═════ Information provided

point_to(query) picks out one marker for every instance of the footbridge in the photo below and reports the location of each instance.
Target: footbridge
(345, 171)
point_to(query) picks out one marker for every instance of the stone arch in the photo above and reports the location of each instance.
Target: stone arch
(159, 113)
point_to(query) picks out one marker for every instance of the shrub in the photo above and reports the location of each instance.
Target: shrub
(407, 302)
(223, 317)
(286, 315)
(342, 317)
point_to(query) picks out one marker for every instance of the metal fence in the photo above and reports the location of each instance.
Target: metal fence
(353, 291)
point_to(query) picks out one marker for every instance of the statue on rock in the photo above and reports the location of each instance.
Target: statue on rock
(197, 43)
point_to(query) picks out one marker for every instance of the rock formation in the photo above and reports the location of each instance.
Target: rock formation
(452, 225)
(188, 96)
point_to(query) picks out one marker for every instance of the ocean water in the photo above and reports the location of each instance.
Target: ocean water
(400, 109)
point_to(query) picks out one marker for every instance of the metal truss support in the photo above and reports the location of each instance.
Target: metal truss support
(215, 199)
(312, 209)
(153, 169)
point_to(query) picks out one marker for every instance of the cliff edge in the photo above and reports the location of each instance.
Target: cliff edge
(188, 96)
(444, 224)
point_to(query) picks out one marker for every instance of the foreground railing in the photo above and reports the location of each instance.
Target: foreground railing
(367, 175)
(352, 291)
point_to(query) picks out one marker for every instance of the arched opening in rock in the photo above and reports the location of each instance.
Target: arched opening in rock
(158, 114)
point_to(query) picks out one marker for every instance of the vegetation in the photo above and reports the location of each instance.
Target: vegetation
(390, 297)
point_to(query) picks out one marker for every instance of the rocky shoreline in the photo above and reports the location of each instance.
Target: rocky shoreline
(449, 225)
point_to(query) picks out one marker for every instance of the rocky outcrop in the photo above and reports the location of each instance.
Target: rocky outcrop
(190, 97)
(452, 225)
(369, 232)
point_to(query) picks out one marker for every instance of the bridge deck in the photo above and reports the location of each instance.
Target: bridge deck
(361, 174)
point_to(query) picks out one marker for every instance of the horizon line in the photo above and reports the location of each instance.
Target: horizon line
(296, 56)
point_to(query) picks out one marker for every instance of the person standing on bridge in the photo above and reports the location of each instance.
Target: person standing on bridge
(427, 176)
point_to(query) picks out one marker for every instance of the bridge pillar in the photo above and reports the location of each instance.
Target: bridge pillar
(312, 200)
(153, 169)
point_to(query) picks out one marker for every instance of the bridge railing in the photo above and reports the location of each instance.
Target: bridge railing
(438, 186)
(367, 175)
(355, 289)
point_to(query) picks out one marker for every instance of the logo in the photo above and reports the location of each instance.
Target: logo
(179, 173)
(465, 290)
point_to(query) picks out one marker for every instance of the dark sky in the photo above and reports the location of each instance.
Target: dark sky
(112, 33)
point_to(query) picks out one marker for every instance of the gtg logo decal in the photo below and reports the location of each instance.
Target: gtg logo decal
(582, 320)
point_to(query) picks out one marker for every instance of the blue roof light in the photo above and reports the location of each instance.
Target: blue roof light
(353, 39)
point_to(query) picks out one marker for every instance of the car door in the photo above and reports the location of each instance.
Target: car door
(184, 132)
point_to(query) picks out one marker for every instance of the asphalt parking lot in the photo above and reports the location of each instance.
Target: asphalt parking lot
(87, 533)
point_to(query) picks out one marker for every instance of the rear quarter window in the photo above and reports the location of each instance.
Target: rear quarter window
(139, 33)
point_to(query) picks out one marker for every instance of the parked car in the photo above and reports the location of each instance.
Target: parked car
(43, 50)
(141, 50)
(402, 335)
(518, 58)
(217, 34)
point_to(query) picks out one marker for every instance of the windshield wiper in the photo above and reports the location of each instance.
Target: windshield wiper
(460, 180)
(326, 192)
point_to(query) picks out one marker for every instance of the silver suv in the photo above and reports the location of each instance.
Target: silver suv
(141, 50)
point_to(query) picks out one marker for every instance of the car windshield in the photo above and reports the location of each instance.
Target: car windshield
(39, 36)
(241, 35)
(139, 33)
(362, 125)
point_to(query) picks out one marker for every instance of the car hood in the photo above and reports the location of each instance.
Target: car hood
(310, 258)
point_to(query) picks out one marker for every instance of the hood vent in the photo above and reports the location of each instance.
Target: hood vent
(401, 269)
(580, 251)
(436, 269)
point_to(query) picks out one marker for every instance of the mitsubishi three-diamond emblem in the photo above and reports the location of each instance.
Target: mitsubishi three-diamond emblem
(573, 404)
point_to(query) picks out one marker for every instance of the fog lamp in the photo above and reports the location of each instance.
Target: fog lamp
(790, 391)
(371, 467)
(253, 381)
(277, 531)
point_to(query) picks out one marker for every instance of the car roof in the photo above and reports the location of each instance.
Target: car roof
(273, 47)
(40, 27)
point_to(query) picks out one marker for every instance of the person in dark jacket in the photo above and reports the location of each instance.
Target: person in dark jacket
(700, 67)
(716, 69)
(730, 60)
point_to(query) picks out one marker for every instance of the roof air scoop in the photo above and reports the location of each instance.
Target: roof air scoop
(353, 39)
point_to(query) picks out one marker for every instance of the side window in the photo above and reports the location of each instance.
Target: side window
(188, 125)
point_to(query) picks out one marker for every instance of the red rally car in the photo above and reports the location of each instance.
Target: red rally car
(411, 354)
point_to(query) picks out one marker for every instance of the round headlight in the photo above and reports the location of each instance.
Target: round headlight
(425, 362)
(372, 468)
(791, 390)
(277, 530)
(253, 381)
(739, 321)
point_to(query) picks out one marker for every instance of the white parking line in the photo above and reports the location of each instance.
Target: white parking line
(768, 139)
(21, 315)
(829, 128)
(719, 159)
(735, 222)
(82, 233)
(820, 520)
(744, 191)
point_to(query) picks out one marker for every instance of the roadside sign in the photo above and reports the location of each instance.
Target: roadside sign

══════════

*About this exercise*
Retype the entries precisely as they stand.

*Task output*
point_to(query) picks out one marker for every instance of the footbridge in the photo below and reports the location of each instance.
Target: footbridge
(345, 171)
point_to(query) picks out one marker for every instance of the stone arch in the photo above and reports the location of each instance.
Target: stone arch
(159, 113)
point_to(query) picks out one marker for every instance of the shrub in the photo above and reports the location of each instance.
Target: shrub
(407, 302)
(223, 317)
(286, 315)
(342, 317)
point_to(query) picks out one marker for every instance of the metal fence in the photo above and reports the location of each instance.
Target: metal fence
(353, 291)
point_to(query) picks out one marker for every instance of the statue on rock in the photo above and reports the location of each instance.
Target: statue on rock
(197, 43)
point_to(query) picks out one marker for every instance of the rock formation in the photo above and reports the location of each instance.
Target: rock formation
(452, 225)
(188, 96)
point_to(query) picks out one marker for every instance of the ocean water in the photo above and reports the location of each instance.
Target: ocean water
(400, 109)
point_to(query) picks out one marker for every instance of the metal truss support in the photo above and reports the location of each instance.
Target: metal truss support
(215, 199)
(312, 209)
(153, 169)
point_to(query) picks out one marker for every instance of the cliff edge in the photo above and reports the location of each instance.
Target: cliff edge
(188, 96)
(444, 224)
point_to(query) picks out one marker for every instance of the foreground railing in the photo above and reports the location of each instance.
Target: foreground railing
(367, 175)
(352, 291)
point_to(query) picks out one marker for every instance of the arched opening in rock in the photo above and reports the location of each instance.
Target: arched opening in rock
(158, 114)
point_to(query) picks out one marker for every instance of the vegetation in the photo above and reports the location of each instance.
Target: vegetation
(390, 297)
point_to(query) picks out one marker for every instance of the rocky shoreline in the photo above and reports the location of each instance.
Target: rocky shoreline
(449, 225)
point_to(query) picks out one marker for every instance of the rocky outcrop in the photo above and reports the location of each instance.
Target: rocky outcrop
(190, 97)
(452, 225)
(369, 232)
point_to(query) picks out one marker for every instance of the bridge deck in the photo above and reports the location of each instance.
Target: bridge deck
(361, 174)
point_to(query) picks out one marker for every instance of the horizon line in the photo above and reports the location of each instance.
Target: horizon line
(296, 56)
point_to(query) picks out one marker for every instance of the person standing on bridge in the photo above and reports the location of each instance.
Target: person standing on bridge
(427, 176)
point_to(query) picks out one marker for every instance of the bridge pillar in the photo above and reports the location of each instance.
Target: bridge pillar
(312, 200)
(153, 169)
point_to(query) picks out one marker for every instance of the bridge railing in the photo above and reports the location of each instance.
Target: bridge railing
(438, 186)
(367, 175)
(355, 289)
point_to(query) picks out one marker for every instance of the logo in the photo above and reports the location of each instance.
Target: logo
(179, 173)
(465, 290)
point_to(query) picks out one marker for every instance of the dark sky in the photo above and reports the location of each instance.
Target: dark sky
(112, 33)
point_to(query) picks out one marker for every instance of the gtg logo decal in the photo below and reports the location of each instance.
Target: gtg logo decal
(582, 320)
point_to(query) picks out one marker for every instance of the blue roof light in the photo above and reports the location of each instance.
Target: blue roof light
(353, 39)
point_to(query) picks out one marker for every instance of the car door in the photo above and reports the location of each instance.
Target: car door
(184, 132)
point_to(query) picks out one marker for every instance of the asphalt parking lot in the photo above and reports the location of each instance.
Target: asphalt parking lot
(87, 533)
point_to(query) picks out one marker for every instance of the rear quarter window in the photo above and reports the location of each instance.
Target: rear quarter window
(139, 33)
point_to(query) picks out one marker for every instance of the parked car in the photo above and reports the location of each instance.
Target: parked car
(43, 50)
(141, 50)
(402, 335)
(518, 58)
(217, 34)
point_to(query) picks out one marker for every instance of the windshield wiper in the photo above and reports the location of each instance.
Target: windshield wiper
(460, 180)
(326, 192)
point_to(query) picks out one marker for every instance of the silver suv in the photo above and reports the location of each instance.
Target: silver suv
(141, 50)
point_to(query) picks out one marker for every instance of the car windshield in the photo above and reports the location of each instance.
Target: car windshield
(39, 36)
(241, 35)
(139, 33)
(362, 125)
point_to(query) picks out one marker for every instance of the car hood in the photo above and reports the location of each instance.
Target: car hood
(310, 258)
point_to(query) picks out one marker for every instance of the hood vent in the photo above and reports the location of each instance.
Target: hood vent
(401, 269)
(580, 251)
(436, 269)
point_to(query) picks out one marker for every instance of the mitsubishi three-diamond emblem in the photo above and reports the location of each instance.
Target: mitsubishi three-diamond emblem
(573, 404)
point_to(query) picks out one marker for every instance of the fog lamp in the photo above and reports the location of each instance.
Target: fog lamp
(790, 391)
(371, 467)
(253, 381)
(277, 531)
point_to(query) picks out one marker for every instance of the car roof in the photo above and reports the location of each instance.
Target: car roof
(273, 47)
(40, 27)
point_to(query) picks out one marker for every instance of the person in dark jacket in the photo above and reports the location of each instance.
Target: person in dark jacket
(700, 67)
(716, 69)
(730, 60)
point_to(query) picks out one marker for every instance of the roof air scoop in the photo above and reports the location of each instance.
Target: roof air scoop
(353, 39)
point_to(query) picks out one marker for every instance of the side window in the photo above and reports the location of each instance.
Target: side window
(188, 125)
point_to(query) picks out one marker for every instance of the red rally car in the photo above and reports the location of each instance.
Target: red rally car
(411, 354)
point_to(query) picks out one marker for every instance of the round headlight in the photo above and reports the location of each instance.
Target: round headlight
(425, 362)
(372, 468)
(791, 390)
(277, 530)
(253, 381)
(739, 321)
point_to(query) picks out one marker for every instance of the white parking line in the photo above and reports the location of each instance.
Target: white parking line
(768, 139)
(21, 315)
(829, 128)
(719, 159)
(735, 222)
(82, 233)
(820, 520)
(744, 191)
point_to(query) picks out one marker for every instance of the roadside sign in the photo above and reports the location of each instance.
Target: roadside sign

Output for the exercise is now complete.